### WHAT NEEDS TO BE DONE:
Count the lines of the records that contain the word "kayak", and give only that number.

(Records from a data collection)
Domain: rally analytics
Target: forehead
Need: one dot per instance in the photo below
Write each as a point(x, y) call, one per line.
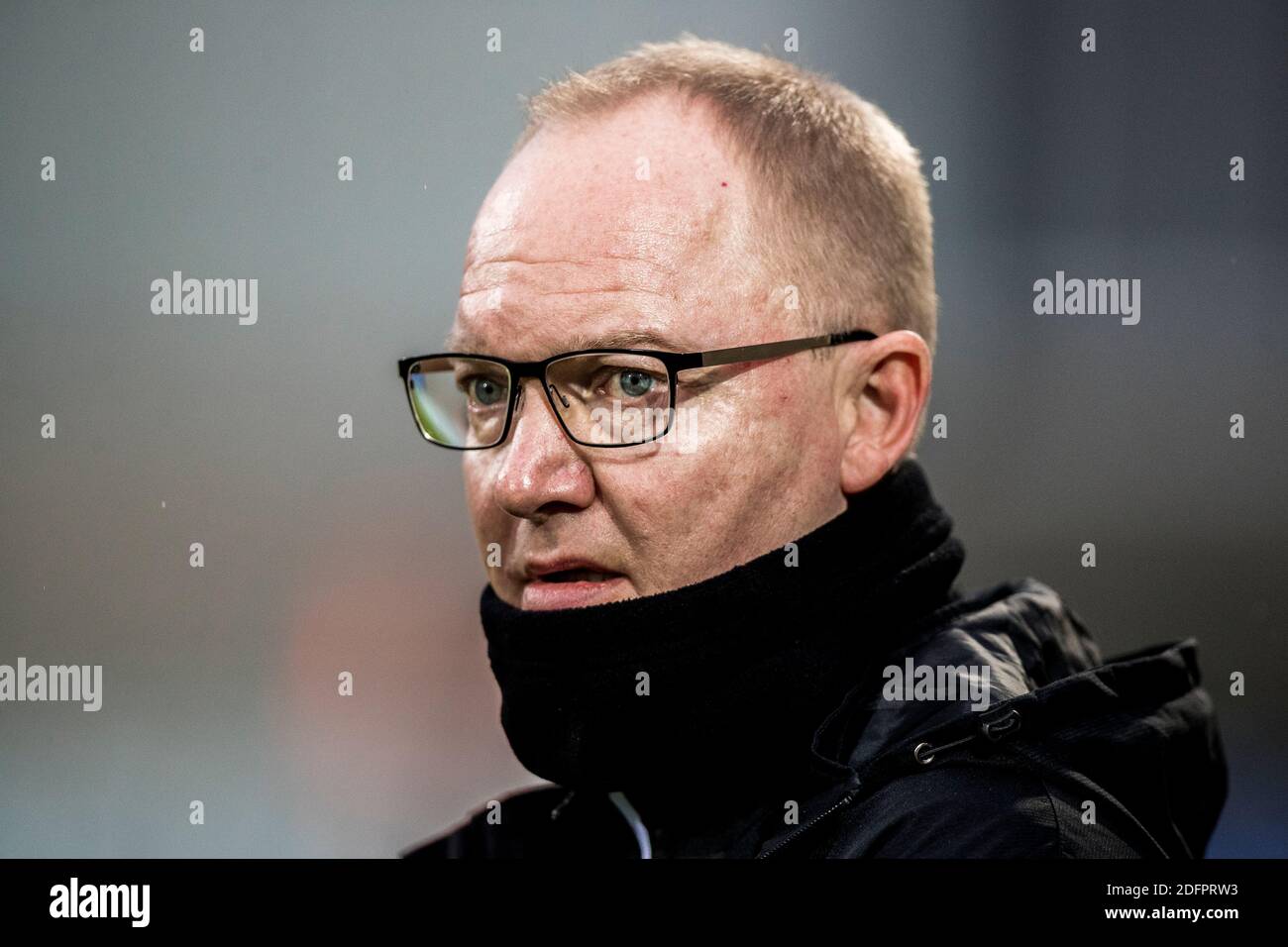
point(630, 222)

---

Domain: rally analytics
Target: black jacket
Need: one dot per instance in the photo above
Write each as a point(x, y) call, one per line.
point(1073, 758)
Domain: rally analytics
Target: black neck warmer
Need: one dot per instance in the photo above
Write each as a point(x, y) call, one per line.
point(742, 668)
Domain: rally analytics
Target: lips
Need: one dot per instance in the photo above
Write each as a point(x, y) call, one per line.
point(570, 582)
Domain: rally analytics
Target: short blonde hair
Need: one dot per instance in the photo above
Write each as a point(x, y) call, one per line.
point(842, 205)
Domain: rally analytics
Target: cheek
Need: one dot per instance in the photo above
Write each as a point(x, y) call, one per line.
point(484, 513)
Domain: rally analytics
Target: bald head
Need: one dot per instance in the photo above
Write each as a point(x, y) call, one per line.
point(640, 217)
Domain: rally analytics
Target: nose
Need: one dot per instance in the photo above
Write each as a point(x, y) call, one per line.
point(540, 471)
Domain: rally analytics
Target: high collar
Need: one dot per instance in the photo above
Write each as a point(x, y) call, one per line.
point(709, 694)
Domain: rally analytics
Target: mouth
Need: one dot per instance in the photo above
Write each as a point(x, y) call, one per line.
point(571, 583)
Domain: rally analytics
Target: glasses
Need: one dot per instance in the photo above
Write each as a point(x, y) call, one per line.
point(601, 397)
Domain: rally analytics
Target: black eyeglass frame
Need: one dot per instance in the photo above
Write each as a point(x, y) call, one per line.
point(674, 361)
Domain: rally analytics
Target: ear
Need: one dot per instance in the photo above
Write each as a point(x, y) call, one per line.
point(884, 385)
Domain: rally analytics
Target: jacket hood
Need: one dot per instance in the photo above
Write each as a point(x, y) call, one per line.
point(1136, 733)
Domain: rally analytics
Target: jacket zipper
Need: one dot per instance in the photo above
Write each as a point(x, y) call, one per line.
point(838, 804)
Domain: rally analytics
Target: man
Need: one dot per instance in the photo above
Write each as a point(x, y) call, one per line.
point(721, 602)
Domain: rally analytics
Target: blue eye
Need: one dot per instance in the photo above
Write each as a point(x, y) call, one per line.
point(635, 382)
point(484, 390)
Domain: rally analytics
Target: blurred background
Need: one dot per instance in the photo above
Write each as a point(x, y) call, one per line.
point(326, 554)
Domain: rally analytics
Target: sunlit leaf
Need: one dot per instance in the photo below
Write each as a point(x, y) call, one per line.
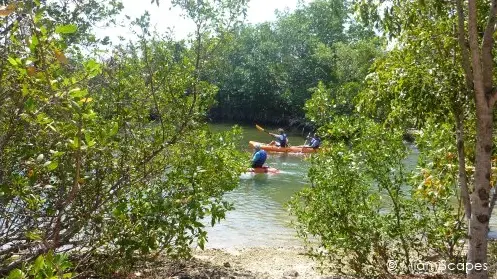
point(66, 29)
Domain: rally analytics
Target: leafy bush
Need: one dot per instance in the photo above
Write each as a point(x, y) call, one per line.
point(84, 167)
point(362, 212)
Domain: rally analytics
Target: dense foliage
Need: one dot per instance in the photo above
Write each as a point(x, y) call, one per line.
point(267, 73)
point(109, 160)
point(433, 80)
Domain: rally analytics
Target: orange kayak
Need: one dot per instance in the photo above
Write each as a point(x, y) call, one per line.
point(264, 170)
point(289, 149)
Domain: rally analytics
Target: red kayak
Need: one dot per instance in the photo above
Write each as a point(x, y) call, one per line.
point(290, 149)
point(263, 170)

### FULL ANSWER:
2